**Problem statement**
Scale the data from the line with "floor shown here." up to and including the line with "xmin=209 ymin=126 xmax=244 ymax=213", giving every line again, requests included, and multiplying each coordinate in the answers by 2.45, rounded to whole numbers with halves going up. Keep the numbers in the requests and their sample reply format as they are.

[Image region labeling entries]
===============
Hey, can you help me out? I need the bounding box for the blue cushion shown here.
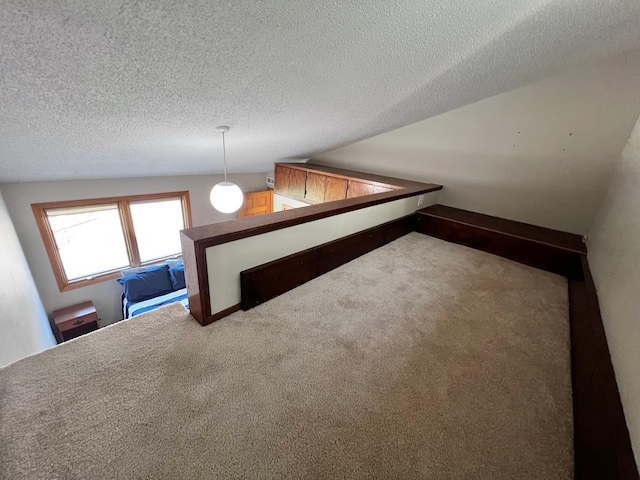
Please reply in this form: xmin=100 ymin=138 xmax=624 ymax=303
xmin=117 ymin=265 xmax=173 ymax=302
xmin=169 ymin=265 xmax=187 ymax=290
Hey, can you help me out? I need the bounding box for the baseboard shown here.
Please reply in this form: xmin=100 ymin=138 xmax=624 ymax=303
xmin=240 ymin=214 xmax=415 ymax=310
xmin=569 ymin=255 xmax=638 ymax=480
xmin=416 ymin=205 xmax=639 ymax=480
xmin=416 ymin=205 xmax=586 ymax=278
xmin=196 ymin=303 xmax=240 ymax=327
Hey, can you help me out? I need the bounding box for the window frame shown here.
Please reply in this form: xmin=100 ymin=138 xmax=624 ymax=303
xmin=31 ymin=191 xmax=192 ymax=292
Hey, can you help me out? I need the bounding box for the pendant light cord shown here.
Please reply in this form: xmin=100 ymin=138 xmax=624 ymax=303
xmin=222 ymin=132 xmax=227 ymax=182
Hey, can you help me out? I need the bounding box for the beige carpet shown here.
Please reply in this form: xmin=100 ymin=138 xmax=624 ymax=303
xmin=0 ymin=233 xmax=573 ymax=479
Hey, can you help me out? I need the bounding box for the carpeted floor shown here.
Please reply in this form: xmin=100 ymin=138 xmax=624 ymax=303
xmin=0 ymin=233 xmax=573 ymax=479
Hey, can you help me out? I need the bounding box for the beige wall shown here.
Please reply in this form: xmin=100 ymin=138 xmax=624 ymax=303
xmin=206 ymin=191 xmax=440 ymax=313
xmin=0 ymin=191 xmax=56 ymax=367
xmin=587 ymin=114 xmax=640 ymax=464
xmin=314 ymin=52 xmax=640 ymax=234
xmin=0 ymin=173 xmax=266 ymax=323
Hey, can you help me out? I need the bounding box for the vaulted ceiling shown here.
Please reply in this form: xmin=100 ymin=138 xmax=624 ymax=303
xmin=0 ymin=0 xmax=640 ymax=182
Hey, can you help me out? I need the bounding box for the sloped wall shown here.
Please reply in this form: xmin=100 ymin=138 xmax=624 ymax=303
xmin=313 ymin=51 xmax=640 ymax=234
xmin=0 ymin=191 xmax=56 ymax=367
xmin=587 ymin=114 xmax=640 ymax=465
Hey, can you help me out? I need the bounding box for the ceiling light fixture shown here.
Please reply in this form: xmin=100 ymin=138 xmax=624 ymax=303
xmin=209 ymin=125 xmax=244 ymax=213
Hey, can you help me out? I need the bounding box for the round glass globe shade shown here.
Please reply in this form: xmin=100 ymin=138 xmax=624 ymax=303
xmin=209 ymin=182 xmax=244 ymax=213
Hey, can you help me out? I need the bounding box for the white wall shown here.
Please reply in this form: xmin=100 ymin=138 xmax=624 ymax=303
xmin=206 ymin=191 xmax=440 ymax=313
xmin=273 ymin=193 xmax=310 ymax=212
xmin=587 ymin=114 xmax=640 ymax=464
xmin=314 ymin=51 xmax=640 ymax=234
xmin=0 ymin=173 xmax=265 ymax=333
xmin=0 ymin=189 xmax=56 ymax=367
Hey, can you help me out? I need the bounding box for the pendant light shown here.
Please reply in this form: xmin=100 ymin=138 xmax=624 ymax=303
xmin=209 ymin=126 xmax=244 ymax=213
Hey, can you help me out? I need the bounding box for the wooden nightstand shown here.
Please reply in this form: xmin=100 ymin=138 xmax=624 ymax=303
xmin=53 ymin=301 xmax=100 ymax=342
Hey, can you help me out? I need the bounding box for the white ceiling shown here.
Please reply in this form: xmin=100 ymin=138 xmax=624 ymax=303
xmin=0 ymin=0 xmax=640 ymax=182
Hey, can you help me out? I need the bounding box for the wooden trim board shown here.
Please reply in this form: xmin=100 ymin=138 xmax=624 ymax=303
xmin=240 ymin=214 xmax=415 ymax=310
xmin=180 ymin=170 xmax=442 ymax=325
xmin=416 ymin=205 xmax=586 ymax=278
xmin=569 ymin=255 xmax=639 ymax=480
xmin=416 ymin=205 xmax=639 ymax=480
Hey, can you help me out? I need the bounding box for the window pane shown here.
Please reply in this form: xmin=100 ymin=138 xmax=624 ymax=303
xmin=47 ymin=205 xmax=129 ymax=280
xmin=130 ymin=198 xmax=184 ymax=263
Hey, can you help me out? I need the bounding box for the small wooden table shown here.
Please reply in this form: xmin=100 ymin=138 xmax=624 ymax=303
xmin=53 ymin=301 xmax=100 ymax=342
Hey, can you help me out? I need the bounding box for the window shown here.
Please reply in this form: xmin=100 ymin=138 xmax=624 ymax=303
xmin=31 ymin=192 xmax=191 ymax=291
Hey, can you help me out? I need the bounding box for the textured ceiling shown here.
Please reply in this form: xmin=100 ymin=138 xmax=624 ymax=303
xmin=0 ymin=0 xmax=640 ymax=182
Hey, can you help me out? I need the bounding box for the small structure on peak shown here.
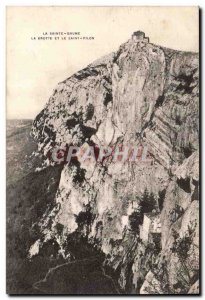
===============
**Task answer**
Hey, can you help me out? I need the bounding box for the carpeted floor shown here.
Please reply in this form: xmin=100 ymin=138 xmax=624 ymax=303
xmin=0 ymin=571 xmax=1404 ymax=1174
Hey, can you help me out? I need the bounding box for the beige wall shown here.
Please reply in this form: xmin=100 ymin=138 xmax=624 ymax=303
xmin=505 ymin=468 xmax=1078 ymax=767
xmin=0 ymin=468 xmax=137 ymax=899
xmin=1438 ymin=279 xmax=1568 ymax=1137
xmin=769 ymin=127 xmax=1568 ymax=573
xmin=0 ymin=424 xmax=652 ymax=791
Hey, can you help me out? I need the bounding box for the vaulted ceiling shown here.
Please reply in this form: xmin=100 ymin=138 xmax=624 ymax=303
xmin=0 ymin=0 xmax=1568 ymax=446
Hey, can you help me out? I need the bounding box for the sloped wall shown here.
Please reply in this form: xmin=100 ymin=138 xmax=624 ymax=303
xmin=767 ymin=125 xmax=1568 ymax=573
xmin=0 ymin=468 xmax=137 ymax=899
xmin=1438 ymin=279 xmax=1568 ymax=1139
Hey, can you help me out? I need the bounding box for the ceiling light fixture shown here.
Please reply in this form: xmin=100 ymin=138 xmax=624 ymax=303
xmin=512 ymin=306 xmax=598 ymax=522
Hey, can you help me out? I need the bounding box for the round glass globe shade shown here.
Please reply in this form: xmin=100 ymin=138 xmax=624 ymax=303
xmin=512 ymin=446 xmax=598 ymax=522
Hey, can you help me out? I need the bounding box for the white wall shown here.
Please reply in this form: xmin=100 ymin=138 xmax=624 ymax=303
xmin=505 ymin=468 xmax=1078 ymax=767
xmin=669 ymin=473 xmax=760 ymax=519
xmin=1438 ymin=279 xmax=1568 ymax=1137
xmin=769 ymin=125 xmax=1568 ymax=573
xmin=0 ymin=424 xmax=649 ymax=816
xmin=0 ymin=463 xmax=137 ymax=899
Hey, can you help me out? I need the bounding box for the pendant light shown here.
Please reply in this form: xmin=100 ymin=138 xmax=624 ymax=303
xmin=512 ymin=309 xmax=598 ymax=522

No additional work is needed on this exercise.